■ **What is asked**
Rewrite the stretch of the listing from the line containing "Task: locate the horse leg" through the line containing "134), (246, 18)]", with "place a point on" replaced by "mark" and everything else left as it is.

■ **Extracted material**

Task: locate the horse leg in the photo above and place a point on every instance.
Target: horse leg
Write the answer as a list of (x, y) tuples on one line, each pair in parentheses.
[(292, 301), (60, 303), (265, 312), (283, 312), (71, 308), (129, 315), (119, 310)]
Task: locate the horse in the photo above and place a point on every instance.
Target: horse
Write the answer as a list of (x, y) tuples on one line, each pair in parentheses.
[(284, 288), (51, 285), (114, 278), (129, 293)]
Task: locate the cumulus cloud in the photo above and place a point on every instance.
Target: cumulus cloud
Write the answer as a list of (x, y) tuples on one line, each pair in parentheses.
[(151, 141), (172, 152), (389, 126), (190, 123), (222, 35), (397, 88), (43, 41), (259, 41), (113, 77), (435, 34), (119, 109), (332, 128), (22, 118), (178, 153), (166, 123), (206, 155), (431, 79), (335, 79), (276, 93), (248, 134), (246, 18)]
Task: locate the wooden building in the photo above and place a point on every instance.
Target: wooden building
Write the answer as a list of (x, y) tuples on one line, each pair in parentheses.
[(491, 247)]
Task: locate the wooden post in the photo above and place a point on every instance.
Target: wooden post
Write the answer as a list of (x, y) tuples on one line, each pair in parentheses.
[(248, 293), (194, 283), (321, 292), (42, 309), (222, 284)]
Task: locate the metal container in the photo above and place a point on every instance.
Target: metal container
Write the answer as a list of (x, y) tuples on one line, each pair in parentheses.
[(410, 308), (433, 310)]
* * *
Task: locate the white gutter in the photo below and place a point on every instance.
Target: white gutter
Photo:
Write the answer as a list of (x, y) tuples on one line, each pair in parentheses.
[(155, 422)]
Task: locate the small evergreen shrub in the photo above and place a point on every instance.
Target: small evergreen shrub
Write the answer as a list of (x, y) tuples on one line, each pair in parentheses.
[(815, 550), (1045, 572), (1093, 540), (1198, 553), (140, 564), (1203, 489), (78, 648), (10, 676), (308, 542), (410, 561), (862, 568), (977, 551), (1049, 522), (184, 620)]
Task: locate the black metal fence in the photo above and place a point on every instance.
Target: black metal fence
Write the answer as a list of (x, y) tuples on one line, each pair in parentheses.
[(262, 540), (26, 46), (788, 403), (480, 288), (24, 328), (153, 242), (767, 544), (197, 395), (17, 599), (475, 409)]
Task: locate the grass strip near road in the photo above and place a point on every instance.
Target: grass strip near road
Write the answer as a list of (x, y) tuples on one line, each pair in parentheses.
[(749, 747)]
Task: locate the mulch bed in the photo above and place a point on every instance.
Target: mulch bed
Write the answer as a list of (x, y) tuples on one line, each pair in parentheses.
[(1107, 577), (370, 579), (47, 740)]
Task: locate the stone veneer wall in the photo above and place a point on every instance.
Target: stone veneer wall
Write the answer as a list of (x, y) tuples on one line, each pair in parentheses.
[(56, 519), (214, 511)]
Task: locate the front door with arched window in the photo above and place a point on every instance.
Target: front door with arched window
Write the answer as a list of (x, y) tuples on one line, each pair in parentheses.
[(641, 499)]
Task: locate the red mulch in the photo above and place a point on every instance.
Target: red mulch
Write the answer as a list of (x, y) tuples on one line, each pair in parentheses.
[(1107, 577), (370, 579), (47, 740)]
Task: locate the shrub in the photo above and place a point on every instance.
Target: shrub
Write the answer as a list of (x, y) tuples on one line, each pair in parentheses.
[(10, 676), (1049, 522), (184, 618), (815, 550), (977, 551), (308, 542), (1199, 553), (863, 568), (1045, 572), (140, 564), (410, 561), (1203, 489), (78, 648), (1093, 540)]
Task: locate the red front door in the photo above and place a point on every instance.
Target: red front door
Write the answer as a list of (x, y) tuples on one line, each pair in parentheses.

■ **Written response**
Task: locate the horse leg in the photo above and mark every instance.
Target: horse leg
Write the answer as a list of (x, y) tuples on one line, each pair in parentheses.
[(292, 301), (60, 303), (265, 312), (283, 312), (71, 308), (129, 315), (119, 310)]
Task: locate the horse in the photo above and mark every instance.
Target: horse
Write the answer as a list of (x, y) tuples on one line, each pair in parentheses.
[(284, 288), (51, 285), (114, 278), (129, 293)]
Task: locate the cumulus cloud in the photo above and mark every instance.
Target: cumulus cloud
Write the answer as a list of (x, y) tuples on one line, each pair in parentheses.
[(151, 141), (172, 152), (389, 126), (190, 123), (222, 35), (397, 88), (43, 41), (259, 41), (113, 77), (435, 34), (119, 109), (332, 128), (22, 118), (178, 153), (166, 123), (206, 155), (431, 79), (335, 79), (276, 93), (248, 134), (246, 18)]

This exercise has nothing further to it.